Reproduce the following material exactly, including every line.
begin Source records
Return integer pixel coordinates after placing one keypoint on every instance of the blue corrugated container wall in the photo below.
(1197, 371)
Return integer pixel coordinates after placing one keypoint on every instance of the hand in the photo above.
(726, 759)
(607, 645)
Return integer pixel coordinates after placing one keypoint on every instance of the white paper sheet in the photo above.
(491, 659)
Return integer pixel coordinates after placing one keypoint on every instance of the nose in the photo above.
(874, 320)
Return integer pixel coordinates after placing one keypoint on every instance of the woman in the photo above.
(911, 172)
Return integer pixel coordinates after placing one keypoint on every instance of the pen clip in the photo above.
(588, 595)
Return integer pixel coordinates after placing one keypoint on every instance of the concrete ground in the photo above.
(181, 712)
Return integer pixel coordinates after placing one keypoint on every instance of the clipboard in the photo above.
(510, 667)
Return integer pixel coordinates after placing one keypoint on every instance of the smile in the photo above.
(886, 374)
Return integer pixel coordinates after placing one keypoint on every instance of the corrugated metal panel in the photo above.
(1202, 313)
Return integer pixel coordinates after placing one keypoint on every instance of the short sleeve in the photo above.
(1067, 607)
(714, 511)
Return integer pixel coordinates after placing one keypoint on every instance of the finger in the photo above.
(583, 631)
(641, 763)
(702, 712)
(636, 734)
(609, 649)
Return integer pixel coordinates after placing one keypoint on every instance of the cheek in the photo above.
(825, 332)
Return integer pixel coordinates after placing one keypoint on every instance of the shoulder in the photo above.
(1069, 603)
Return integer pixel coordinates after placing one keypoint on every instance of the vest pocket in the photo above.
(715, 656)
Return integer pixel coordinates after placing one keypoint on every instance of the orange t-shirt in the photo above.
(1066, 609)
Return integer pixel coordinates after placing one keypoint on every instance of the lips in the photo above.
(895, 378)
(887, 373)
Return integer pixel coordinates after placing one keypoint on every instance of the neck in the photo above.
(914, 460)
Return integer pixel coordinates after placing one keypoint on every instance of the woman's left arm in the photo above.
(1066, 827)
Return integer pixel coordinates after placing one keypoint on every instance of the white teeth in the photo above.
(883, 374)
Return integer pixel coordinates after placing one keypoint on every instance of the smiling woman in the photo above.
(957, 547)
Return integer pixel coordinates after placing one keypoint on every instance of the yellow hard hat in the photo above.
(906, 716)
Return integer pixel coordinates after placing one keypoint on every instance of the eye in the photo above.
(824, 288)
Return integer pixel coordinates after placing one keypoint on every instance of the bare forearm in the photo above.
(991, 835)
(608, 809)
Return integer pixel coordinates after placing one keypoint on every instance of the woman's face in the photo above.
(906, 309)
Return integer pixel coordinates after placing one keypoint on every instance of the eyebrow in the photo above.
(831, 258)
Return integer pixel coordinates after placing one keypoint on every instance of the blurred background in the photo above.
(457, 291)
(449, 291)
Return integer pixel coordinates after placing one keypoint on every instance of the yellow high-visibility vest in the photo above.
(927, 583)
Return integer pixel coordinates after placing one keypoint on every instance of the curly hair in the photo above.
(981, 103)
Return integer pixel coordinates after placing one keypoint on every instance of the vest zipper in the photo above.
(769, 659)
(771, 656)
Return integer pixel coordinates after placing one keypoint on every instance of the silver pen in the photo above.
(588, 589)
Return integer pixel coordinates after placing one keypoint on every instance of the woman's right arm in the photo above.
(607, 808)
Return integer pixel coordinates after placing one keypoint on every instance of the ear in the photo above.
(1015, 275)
end Source records
Response to this exercise »
Return integer pixel coordinates after placing one keypoint on every instance of the blue corrugated container wall in the photo below.
(1197, 371)
Return integer pixel coordinates after placing one keypoint on every instance of the hand in the photo above.
(726, 759)
(607, 645)
Return integer pixel coordinates after placing one keypoint on every instance of the white paper sheet in the photo above.
(491, 659)
Return integer pixel coordinates after placing one keypoint on every instance of the nose in the photo above.
(874, 320)
Return integer pixel coordinates after placing one keypoint on every instance of the woman in the photo above.
(911, 172)
Return integer pixel coordinates after placing one keypoint on every instance of the pen clip in the photo above.
(588, 595)
Return integer pixel coordinates after placing one keypoint on every instance of the concrete ground in the photo above.
(181, 712)
Return integer pixel coordinates after placing one keypoint on every instance of the clipboard in the photo above.
(510, 667)
Return integer pixel coordinates after placing one keypoint on every instance of the smile in the photo above.
(886, 374)
Return integer pixel coordinates after placing one keypoint on every instance of the corrugated metal panel in the photo above.
(1202, 313)
Return integer pixel coordinates after placing one keypoint on every instance of the short sleeve in the photo above.
(1067, 607)
(714, 511)
Return integer pixel coordinates after placing one keypoint on every instance of the finger in the photo above.
(583, 631)
(641, 763)
(702, 712)
(636, 734)
(609, 649)
Return integer pixel coordinates after placing one keypoint on every instance of the cheek in the photo above.
(825, 332)
Return integer pixel coordinates after placing one keypoint on every instance of the shoulder in the photo above.
(1069, 603)
Return integer pixel coordinates after placing one keypoint on every instance of the vest pocket in the photo above.
(715, 656)
Return integer pixel coordinates after placing one keypoint on every instance of the orange t-shirt in the photo above.
(1066, 609)
Return integer pixel coordinates after placing one keypoint on every instance of the lips in the photo above.
(895, 378)
(887, 373)
Return integer pixel coordinates after placing one keypoint on every instance of the neck in the photo above.
(914, 460)
Return integer pixel coordinates after placing one keypoint on every instance of the woman's left arm in the photo above.
(1066, 827)
Return integer pixel coordinates after placing one keypoint on every instance of the white teeth in the photo above.
(883, 374)
Return integer pixel coordinates after placing one keypoint on every instance of the smiling woman in the photo above.
(957, 547)
Return integer pixel coordinates after placing one keypoint on every instance of the yellow hard hat in the photo above.
(906, 716)
Return integer pixel coordinates after placing one keypoint on every instance of the eye in the photo above.
(824, 288)
Return integer pixel coordinates after placing one keypoint on every instance of the bare forearm in the photo above.
(991, 835)
(608, 809)
Return integer pixel coordinates after placing one keypoint on every instance of the woman's face in the photo above.
(906, 309)
Return integer pixel coordinates after placing one keypoint on every instance of the eyebrow in the photo above.
(831, 258)
Return integer pixel coordinates after placing one keypoint on every instance of the blurred background in the photo above.
(457, 291)
(449, 291)
Return integer pixel coordinates after placing one keypoint on every instance of the yellow high-visibility vest in the photo above.
(927, 583)
Return integer pixel coordinates after placing one keypoint on every instance of the curly hair in the photo above.
(981, 103)
Return integer pixel coordinates after placing one keypoint on every instance of the vest zipper in the photo above.
(769, 659)
(771, 656)
Return integer pixel coordinates after placing one keypoint on every instance of the silver pen in the photo above.
(588, 589)
Return integer pixel coordinates after placing one keypoint on every instance of the woman's right arm in the photo above.
(607, 808)
Return integer pixel coordinates after placing one keypoint on every instance of the ear in the photo above.
(1015, 275)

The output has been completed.